What you have to do: Repeat every entry exactly. Leave nothing out.
__________________________________________________
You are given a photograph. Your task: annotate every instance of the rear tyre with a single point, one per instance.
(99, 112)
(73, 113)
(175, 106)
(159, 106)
__________________________________________________
Task output:
You are given a photograph. Your task: annotate every instance of the rear tyre with a single point, one per instance.
(99, 112)
(73, 113)
(175, 106)
(159, 106)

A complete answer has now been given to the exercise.